题目要求: 根据文档节选中的 Elasticsearch 代码注释,similarity 可以指定哪几种向量相似度算法?

文档节选:
我最喜欢直接贴代码
es 8.2.2
<dependency>
<groupId>co.elastic.clients</groupId>
<artifactId>elasticsearch-java</artifactId>
<version>8.2.2</version>
</dependency>
<dependency>
<groupId>org.elasticsearch.client</groupId>
<artifactId>elasticsearch-rest-client</artifactId>
<version>8.2.2</version>
</dependency>
<dependency>
<groupId>org.elasticsearch</groupId>
<artifactId>elasticsearch-x-content</artifactId>
<version>8.2.2</version>
</dependency>
<dependency>
<groupId>com.github.zengde</groupId>
<artifactId>lire</artifactId>
<version>1.0b2</version>
</dependency>
// 获取csclient
private static ElasticsearchClient createElasticsearchClient() {
String host = "10.6.30.139";
Integer port = 9200;
RestClient restClient = RestClient.builder(new HttpHost(host, port, "http")).build();
ElasticsearchTransport transport = new RestClientTransport(restClient, new JacksonJsonpMapper());
ElasticsearchClient client = new ElasticsearchClient(transport);
System.out.println(client);
return client;
}
// 新建索引 dims指定144维度
private static void createIndex() throws IOException {
String mapping = "{" +
" \"mappings\": {" +
/* " \"product\":{" +*/
" \"properties\": {" +
" \"imageVector\": {" +
" \"type\": \"dense_vector\"," +
" \"dims\": 144," +
" \"index\": true,\n" +
" \"similarity\": \"dot_product\"" +
" }," +
" \"imageUrl\": {" +
" \"type\": \"text\"" +
" }" +
" }" +
/*" }" +*/
" }" +
"}";
// 额外指定 index 为 true 是因为,为了实现 _knn_search,ES 必须在底层构建一个新的数据结构(目前使用的是 HNSW graph )。
// similarity 指定向量相似度算法,可以是 l2_norm 、dot_product、cosine
CreateIndexRequest request = new CreateIndexRequest.Builder().index(INDEX_NAME).withJson(IOUtils.toInputStream(mapping, StandardCharsets.UTF_8)).build();
CreateIndexResponse response = client.indices().create(request);
System.out.println(response);
}
//根据图片地址返回144维度cedd向量
private static double[] imageVector(String url) throws Exception {
url = OssUtils.processPic(url, "?x-oss-process=image/resize,m_lfit,h_250,w_250");
System.out.println(url);
BufferedImage img = ImageIO.read(new URL(url));
CEDD lireFeature = new CEDD();
lireFeature.extract(img);
byte[] byteHistogram = lireFeature.getByteHistogram();
printArray(byteHistogram);
double[] ds = SerializationUtils.castToDoubleArray(byteHistogram);
printArray(ds);
return ds;
}
//根据图片地址返回144维度cedd向量
private static List<Double> imageVectorList(String url) throws Exception {
double[] searchVector = imageVector(url);
List<Double> vectors = new ArrayList<>();
for (double d : searchVector) {
vectors.add(d);
}
return vectors;
}
// 增加索引
public static void index(String url, Long productId) throws Exception {
Map<String, Object> doc = new HashMap();
doc.put("imageVector", imageVector(url));
doc.put("imageUrl", OssUtils.processPic(url, ""));
IndexRequest<Object> request = new IndexRequest.Builder<>().index(INDEX_NAME).id(productId + "").document(doc).build();
IndexResponse response = client.index(request);
}
//搜索
public static Pager<HashMap> search(String url, Integer pageNum, Integer pageSize) throws Exception {
Pager<HashMap> pager = new Pager(pageNum, pageSize);
List<Double> vectors = imageVectorList(url);
InlineScript inlineScript = new InlineScript.Builder()

已知信息:

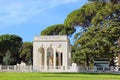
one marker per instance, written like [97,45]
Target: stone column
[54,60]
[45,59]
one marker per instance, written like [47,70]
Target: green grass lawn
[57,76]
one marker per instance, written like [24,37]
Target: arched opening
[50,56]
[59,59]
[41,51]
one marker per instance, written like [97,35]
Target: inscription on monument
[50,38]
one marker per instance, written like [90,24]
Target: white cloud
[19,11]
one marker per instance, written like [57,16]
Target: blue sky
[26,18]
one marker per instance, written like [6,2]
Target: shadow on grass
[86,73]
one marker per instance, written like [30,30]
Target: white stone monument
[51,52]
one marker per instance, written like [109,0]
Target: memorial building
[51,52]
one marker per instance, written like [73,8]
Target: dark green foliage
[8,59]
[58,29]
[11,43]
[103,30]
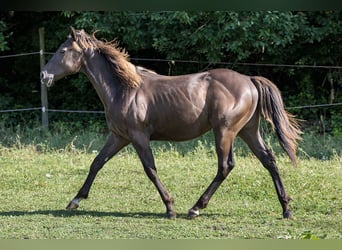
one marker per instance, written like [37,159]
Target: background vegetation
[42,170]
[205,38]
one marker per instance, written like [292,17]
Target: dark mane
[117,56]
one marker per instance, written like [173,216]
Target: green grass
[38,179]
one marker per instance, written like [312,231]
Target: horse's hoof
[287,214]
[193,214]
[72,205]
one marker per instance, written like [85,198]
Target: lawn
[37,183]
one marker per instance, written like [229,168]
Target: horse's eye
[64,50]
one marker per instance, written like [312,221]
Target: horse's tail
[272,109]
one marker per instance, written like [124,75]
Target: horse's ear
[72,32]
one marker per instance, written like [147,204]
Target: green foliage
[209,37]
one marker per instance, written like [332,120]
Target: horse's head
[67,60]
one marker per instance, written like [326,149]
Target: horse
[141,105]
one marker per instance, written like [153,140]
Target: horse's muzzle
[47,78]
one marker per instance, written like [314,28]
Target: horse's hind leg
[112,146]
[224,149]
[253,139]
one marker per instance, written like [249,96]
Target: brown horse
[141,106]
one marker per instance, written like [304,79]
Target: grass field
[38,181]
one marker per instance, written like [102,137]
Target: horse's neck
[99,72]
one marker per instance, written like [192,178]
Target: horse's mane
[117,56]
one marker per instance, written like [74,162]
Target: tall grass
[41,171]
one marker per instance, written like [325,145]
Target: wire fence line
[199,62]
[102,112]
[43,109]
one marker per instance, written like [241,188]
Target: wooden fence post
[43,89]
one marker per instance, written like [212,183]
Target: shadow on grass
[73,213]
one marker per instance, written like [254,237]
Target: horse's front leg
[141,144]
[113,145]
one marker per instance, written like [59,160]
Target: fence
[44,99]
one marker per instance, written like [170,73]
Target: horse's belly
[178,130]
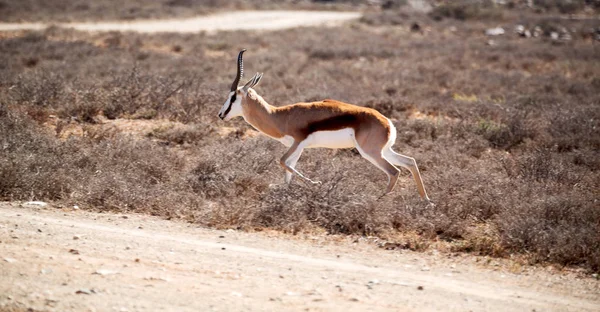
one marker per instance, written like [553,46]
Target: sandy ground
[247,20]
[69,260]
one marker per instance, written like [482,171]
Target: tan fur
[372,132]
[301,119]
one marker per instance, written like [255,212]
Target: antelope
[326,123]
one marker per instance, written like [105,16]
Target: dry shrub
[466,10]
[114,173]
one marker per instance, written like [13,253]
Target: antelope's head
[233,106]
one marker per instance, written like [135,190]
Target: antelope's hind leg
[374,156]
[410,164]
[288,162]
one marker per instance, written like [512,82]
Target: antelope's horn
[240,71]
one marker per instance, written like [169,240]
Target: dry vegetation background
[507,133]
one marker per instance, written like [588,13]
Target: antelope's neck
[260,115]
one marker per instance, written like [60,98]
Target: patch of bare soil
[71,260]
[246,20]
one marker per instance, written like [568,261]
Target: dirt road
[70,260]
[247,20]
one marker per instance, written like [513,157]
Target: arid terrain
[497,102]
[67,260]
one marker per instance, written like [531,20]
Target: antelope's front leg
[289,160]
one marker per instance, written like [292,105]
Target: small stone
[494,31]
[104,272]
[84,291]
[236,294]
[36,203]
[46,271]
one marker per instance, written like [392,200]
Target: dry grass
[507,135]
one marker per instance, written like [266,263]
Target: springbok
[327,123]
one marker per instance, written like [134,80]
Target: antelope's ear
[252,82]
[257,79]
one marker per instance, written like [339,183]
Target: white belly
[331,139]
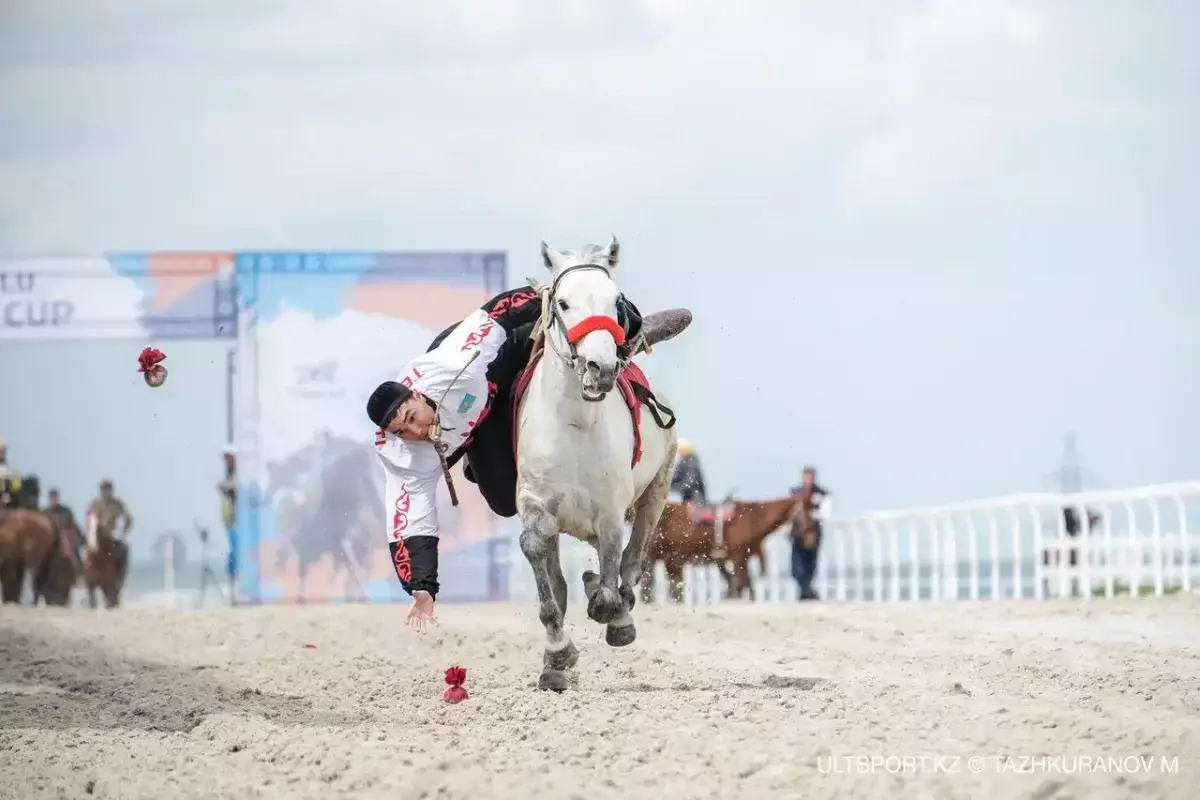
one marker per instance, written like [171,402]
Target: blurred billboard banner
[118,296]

练习结果: 可以指定 l2_norm、dot_product 或 cosine。